# PROBLEM TO WORK ON
Reproduce only the material from its start through the line containing "xmin=168 ymin=52 xmax=273 ymax=153", inclusive, with the requests included, and multiply every box coordinate in the answers by 0.6, rounding to whole numbers with halves rounded up. Leave the requests and their format samples unchanged.

(Image annotation data)
________________________________________

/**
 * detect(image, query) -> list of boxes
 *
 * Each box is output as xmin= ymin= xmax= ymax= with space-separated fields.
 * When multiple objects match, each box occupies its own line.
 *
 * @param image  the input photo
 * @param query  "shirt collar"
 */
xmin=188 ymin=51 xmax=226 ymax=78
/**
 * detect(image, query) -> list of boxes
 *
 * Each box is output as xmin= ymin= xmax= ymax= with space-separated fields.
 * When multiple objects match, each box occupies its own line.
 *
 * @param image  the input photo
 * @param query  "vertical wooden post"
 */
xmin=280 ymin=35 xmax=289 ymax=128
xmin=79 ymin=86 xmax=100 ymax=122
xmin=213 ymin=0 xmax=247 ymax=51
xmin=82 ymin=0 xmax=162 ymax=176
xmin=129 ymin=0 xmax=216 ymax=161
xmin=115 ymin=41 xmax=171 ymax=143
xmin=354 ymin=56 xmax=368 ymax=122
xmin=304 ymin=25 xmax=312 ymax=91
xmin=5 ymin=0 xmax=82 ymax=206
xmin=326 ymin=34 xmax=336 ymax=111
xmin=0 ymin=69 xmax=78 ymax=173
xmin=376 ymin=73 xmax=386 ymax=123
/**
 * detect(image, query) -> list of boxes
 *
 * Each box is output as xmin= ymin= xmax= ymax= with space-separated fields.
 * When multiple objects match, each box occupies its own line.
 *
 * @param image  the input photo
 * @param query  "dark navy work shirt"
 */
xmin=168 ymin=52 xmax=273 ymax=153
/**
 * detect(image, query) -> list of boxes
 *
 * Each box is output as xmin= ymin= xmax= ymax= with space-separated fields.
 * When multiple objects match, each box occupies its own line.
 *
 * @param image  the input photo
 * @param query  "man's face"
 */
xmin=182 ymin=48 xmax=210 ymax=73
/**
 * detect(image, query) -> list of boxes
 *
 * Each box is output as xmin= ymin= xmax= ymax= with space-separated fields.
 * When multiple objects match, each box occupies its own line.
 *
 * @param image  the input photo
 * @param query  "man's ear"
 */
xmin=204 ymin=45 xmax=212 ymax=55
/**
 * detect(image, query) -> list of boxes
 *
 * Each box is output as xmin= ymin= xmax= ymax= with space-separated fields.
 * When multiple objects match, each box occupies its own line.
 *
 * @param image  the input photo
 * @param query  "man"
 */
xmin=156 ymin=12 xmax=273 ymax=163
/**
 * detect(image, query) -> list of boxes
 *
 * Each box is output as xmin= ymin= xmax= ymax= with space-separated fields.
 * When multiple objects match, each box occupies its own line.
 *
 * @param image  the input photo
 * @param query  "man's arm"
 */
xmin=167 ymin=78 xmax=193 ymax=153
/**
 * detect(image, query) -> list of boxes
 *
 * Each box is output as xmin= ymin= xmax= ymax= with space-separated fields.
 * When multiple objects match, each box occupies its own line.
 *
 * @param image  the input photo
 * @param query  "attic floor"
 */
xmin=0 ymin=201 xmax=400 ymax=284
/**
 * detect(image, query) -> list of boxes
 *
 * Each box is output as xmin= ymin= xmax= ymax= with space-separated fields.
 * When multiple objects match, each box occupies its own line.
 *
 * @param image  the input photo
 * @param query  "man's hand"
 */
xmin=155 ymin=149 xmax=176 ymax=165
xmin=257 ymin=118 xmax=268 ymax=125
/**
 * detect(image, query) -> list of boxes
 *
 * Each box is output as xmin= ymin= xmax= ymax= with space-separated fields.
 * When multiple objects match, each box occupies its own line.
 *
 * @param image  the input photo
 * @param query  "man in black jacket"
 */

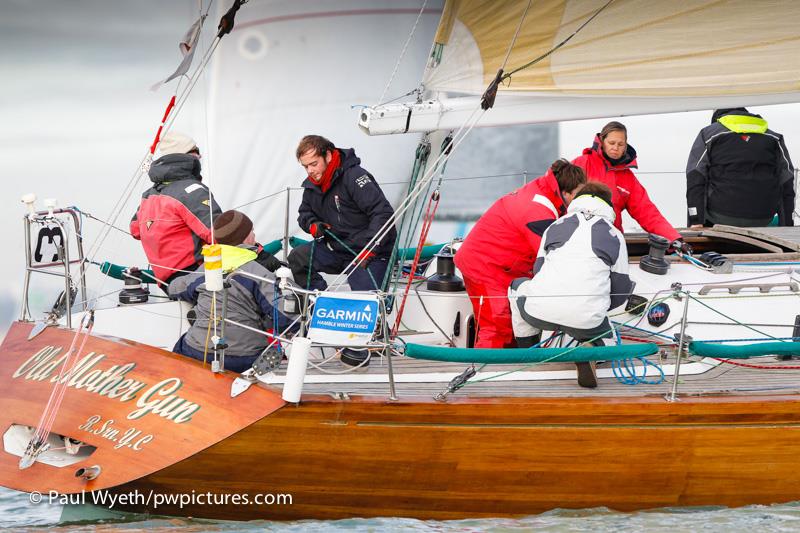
xmin=289 ymin=135 xmax=397 ymax=291
xmin=686 ymin=107 xmax=795 ymax=228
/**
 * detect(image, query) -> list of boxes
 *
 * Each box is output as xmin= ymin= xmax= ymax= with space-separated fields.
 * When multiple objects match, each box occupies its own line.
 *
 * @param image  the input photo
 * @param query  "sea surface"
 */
xmin=0 ymin=488 xmax=800 ymax=533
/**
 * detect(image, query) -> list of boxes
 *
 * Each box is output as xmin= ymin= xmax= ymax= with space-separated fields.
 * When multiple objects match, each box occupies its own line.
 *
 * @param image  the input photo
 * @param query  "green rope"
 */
xmin=405 ymin=343 xmax=658 ymax=364
xmin=322 ymin=229 xmax=381 ymax=291
xmin=463 ymin=294 xmax=673 ymax=387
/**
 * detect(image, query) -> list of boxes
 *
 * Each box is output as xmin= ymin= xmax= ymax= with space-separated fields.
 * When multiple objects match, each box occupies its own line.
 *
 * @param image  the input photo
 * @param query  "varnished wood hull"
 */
xmin=0 ymin=324 xmax=800 ymax=520
xmin=108 ymin=390 xmax=800 ymax=520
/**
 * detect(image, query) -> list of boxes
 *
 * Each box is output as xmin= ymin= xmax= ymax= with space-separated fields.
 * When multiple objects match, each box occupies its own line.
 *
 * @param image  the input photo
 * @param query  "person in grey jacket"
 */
xmin=169 ymin=211 xmax=292 ymax=372
xmin=509 ymin=181 xmax=634 ymax=388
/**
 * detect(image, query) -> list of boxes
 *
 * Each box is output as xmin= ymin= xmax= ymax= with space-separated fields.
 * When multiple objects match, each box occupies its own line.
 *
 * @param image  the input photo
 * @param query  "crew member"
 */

________________________________________

# CORRECT RESULT
/**
 * detect(image, query) -> list of boxes
 *
 * Each box is output as xmin= ymin= xmax= ymax= with space-separated fields.
 * When multiple objects match, each box occupies its own line.
 *
 * @param image  the input photo
 * @param query  "shirt collar"
 */
xmin=113 ymin=31 xmax=136 ymax=47
/**
 * detect(image, query) -> list of boxes
 *
 * Each box is output as xmin= ymin= xmax= ymax= with space-separated fields.
 * When multiple objects match, each box occupies its own line.
 *
 * @param image  the input photo
 * @param query  "vertical wooden post"
 */
xmin=168 ymin=21 xmax=173 ymax=77
xmin=47 ymin=52 xmax=60 ymax=73
xmin=128 ymin=0 xmax=148 ymax=31
xmin=49 ymin=0 xmax=97 ymax=106
xmin=77 ymin=0 xmax=130 ymax=97
xmin=69 ymin=25 xmax=103 ymax=86
xmin=212 ymin=34 xmax=221 ymax=73
xmin=182 ymin=15 xmax=187 ymax=55
xmin=3 ymin=0 xmax=49 ymax=124
xmin=196 ymin=20 xmax=202 ymax=67
xmin=0 ymin=41 xmax=47 ymax=104
xmin=226 ymin=44 xmax=232 ymax=74
/**
 * detect(image, query) -> list of boxes
 *
 * Each box is output as xmin= ymin= xmax= ymax= with space-separated fields.
 * When multiple objects match, each box occupies its own line.
 *
 * @param image  the input photo
 * @param query  "dark navy work shirt"
 */
xmin=101 ymin=31 xmax=164 ymax=92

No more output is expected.